Usando as informações:
a – Conforme o texto sobre o Afeganistão, com que finalidade o Banco Mundial decidiu “descongelar” os meios do Fundo de Reconstrução do Afeganistão?
b – Enumere todas as áreas de cooperação russo-afegã em que, segundo o texto sobre o Afeganistão, a visita da delegação interdepartamental russa a Cabul confirmou o interesse mútuo.

Texto extraído:
No entanto, Washington, como vimos mais de uma vez, tenta evitar a responsabilidade pelo destino de cidadãos e refugiados afegãos, incluindo aqueles que serviram aos americanos e agora estão "presos" a caminho dos EUA em "países de trânsito". Parece que Washington não se opõe à manutenção dessas pessoas naquela região de forma permanente.
Particularmente cínico e até zombeteiro é um decreto do Presidente Joe Biden de bloquear a metade das contas do Banco Central Afegão sob o pretexto da necessidade de indenizar as reivindicações de familiares das vítimas dos ataques terroristas de 11 de setembro de 2001. O povo afegão não teve nada a ver com a organização desses crimes. Essa decisão francamente injusta tem vindo a limitar drasticamente a capacidade do governo talibã de normalizar a situação e reduz o potencial antiterrorista das forças armadas afegãs e dos órgãos de proteção da ordem pública. A sinceridade das intenções dos americanos no sentido de ajudar a estabilizar a situação no Afeganistão levanta sérias dúvidas.
Avaliamos positivamente algumas medidas tomadas por estruturas internacionais e instituições financeiras, em particular pelo Banco Mundial, que decidiu “descongelar” os meios do Fundo de Reconstrução do Afeganistão para aliviar a situação humanitária. No entanto, até agora, essas medidas não levaram a uma melhoria notável na vida dos afegãos comuns. Washington, novamente, por sua influência no Fundo Monetário Internacional e no Banco Mundial, dificulta a implementação de programas sociais decretados pelas autoridades de Cabul. Em particular, dificulta a retomada do trabalho dos operadores financeiros afegãos com o sistema bancário internacional.
Nessas condições, é necessário fortalecer a cooperação regional, consolidar as nossas abordagens voltadas tanto para restaurar e normalizar todas as esferas da vida no Afeganistão quanto para conter as ameaças de terrorismo e tráfico de drogas que ainda emanam deste país. Também acredito que o formato de Moscovo, o OTX e a OTSC são mecanismos promissores para estabelecer um trabalho eficaz, sustentável e coordenado nessas áreas.
É importante continuar a trabalhar no âmbito da chamada “troika” alargada. Tem um potencial sério inexplorado, sendo ainda capaz de reunir os principais parceiros regionais e outros doadores no interesse de uma reconstrução abrangente pós-conflito do Afeganistão.
O principal é que os nossos colegas americanos participem nesse mecanismo de boa fé, partindo não dos últimos planos geopolíticos, mas dos interesses do povo afegão e da estabilidade na região. A Rússia continua a prestar assistência humanitária à população afegã. Em novembro-dezembro de 2021, foram entregues mais três lotes de bens humanitários, incluindo alimentos e medicamentos. Outra parcela de ajuda humanitária foi entregue na semana passada, quando uma delegação interdepartamental russa estava em Cabul. Esta visita confirmou o interesse mútuo em estabelecer a cooperação russo-afegã em áreas como energia, transporte, aviação civil, mineração e agricultura.
Para concluir, gostaria de realçar que apoiamos a adoção da Declaração Conjunta após a nossa reunião de hoje, bem como a iniciativa "Tunxi" proposta pelos organizadores chineses. Este documento pode servir de base para o nosso trabalho futuro a fim de edificar uma cooperação prática com os nossos colegas afegãos.

Registros extraídos:
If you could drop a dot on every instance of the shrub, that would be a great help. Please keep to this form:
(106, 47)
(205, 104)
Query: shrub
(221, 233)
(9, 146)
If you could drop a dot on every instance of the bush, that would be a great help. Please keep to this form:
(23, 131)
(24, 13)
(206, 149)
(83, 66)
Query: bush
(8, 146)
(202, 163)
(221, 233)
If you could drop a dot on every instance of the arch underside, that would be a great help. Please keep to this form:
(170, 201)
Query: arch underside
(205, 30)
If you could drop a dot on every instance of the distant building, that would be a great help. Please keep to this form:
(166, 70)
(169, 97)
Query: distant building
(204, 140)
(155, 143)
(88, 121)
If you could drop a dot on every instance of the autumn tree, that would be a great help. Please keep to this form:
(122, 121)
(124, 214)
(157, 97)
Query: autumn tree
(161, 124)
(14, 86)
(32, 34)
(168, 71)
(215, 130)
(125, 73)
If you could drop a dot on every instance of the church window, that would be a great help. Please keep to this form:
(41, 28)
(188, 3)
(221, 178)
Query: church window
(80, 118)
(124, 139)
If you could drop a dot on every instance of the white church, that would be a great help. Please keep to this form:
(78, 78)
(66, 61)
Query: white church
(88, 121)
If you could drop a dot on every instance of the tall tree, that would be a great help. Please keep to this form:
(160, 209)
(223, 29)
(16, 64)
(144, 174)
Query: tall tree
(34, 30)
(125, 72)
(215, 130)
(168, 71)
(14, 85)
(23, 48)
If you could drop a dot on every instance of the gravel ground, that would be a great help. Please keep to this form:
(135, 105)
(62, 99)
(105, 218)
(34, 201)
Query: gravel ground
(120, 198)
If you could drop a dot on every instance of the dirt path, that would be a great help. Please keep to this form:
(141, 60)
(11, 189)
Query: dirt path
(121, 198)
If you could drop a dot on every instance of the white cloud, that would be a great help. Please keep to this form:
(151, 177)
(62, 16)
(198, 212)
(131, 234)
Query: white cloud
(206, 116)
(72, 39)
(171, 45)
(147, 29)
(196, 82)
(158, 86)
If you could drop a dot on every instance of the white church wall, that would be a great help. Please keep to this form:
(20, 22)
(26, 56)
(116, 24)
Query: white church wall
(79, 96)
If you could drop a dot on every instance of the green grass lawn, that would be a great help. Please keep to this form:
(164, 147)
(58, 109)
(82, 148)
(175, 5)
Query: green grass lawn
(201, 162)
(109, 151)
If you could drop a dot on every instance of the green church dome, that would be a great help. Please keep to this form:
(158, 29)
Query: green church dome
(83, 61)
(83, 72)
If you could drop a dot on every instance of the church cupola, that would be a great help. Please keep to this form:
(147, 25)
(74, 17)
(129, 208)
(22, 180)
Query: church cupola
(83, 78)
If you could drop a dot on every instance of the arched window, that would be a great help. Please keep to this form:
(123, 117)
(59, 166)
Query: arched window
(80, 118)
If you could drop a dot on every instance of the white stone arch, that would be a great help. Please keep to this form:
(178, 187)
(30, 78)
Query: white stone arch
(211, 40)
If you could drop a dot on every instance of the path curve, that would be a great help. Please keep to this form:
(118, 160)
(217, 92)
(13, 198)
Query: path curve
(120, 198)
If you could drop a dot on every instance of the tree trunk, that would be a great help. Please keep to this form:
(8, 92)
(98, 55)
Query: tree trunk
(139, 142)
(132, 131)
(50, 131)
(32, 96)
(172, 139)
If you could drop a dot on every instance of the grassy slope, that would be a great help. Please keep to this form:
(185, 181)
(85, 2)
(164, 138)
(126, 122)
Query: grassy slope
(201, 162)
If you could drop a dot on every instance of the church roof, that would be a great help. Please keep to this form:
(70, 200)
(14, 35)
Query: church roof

Respostas dadas:
a – O Banco Mundial tomou essa decisão para aliviar a situação humanitária no Afeganistão.

b –
- Energia
- Transporte
- Aviação civil
- Mineração
- Agricultura